(The task): Reproduce only the records starting with the line that contains "Task: locate the airplane wing." and going on through the end of the records, requests included, with every x and y coordinate in the answers raised by 115.
==== Listed records ====
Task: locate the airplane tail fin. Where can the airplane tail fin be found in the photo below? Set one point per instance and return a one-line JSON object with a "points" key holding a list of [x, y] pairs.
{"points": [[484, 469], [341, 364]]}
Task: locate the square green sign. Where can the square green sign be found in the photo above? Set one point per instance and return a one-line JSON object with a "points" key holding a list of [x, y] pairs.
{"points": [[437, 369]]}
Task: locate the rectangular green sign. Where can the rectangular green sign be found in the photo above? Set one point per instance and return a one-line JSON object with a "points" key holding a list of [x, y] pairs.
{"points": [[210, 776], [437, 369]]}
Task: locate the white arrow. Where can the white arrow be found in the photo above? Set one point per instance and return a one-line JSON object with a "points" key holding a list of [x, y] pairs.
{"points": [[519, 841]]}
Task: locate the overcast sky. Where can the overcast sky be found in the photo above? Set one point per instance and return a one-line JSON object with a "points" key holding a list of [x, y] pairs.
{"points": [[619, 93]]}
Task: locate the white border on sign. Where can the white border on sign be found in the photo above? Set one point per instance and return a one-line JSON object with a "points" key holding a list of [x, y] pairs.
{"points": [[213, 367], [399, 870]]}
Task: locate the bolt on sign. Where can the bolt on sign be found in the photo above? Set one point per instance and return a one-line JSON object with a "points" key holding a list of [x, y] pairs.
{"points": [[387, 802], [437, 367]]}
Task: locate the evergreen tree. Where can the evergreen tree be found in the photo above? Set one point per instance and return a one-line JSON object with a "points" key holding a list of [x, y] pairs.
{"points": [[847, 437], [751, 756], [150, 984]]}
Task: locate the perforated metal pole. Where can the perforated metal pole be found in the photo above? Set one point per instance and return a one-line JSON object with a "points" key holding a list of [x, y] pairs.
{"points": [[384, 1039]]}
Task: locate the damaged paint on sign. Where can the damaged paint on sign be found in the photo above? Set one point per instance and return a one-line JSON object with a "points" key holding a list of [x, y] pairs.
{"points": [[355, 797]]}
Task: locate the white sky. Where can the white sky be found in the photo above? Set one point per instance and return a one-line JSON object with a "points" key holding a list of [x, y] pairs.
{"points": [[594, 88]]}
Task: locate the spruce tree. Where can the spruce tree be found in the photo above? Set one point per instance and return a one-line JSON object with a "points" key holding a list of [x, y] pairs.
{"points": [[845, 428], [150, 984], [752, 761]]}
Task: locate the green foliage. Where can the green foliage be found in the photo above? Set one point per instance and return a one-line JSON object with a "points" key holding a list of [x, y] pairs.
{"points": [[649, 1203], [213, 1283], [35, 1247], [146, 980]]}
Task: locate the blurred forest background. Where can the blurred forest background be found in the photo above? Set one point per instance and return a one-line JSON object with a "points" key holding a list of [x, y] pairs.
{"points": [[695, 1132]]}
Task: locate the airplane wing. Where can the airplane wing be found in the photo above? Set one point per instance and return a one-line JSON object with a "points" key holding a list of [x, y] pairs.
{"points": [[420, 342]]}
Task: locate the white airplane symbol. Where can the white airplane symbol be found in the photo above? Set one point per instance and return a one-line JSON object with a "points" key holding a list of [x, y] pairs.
====
(Result for this exercise):
Task: locate the airplane wing. Where can the airplane wing be found in the photo above? Set one point per instance and return a one-line JSON object with a "points" key holding a list of [x, y] pairs.
{"points": [[535, 457]]}
Task: locate the white airplane symbol. Where can the white airplane symbol be found in the photo above? Set one point per instance and return a one-line JSON object with a "points" key holding a list of [x, y] pairs.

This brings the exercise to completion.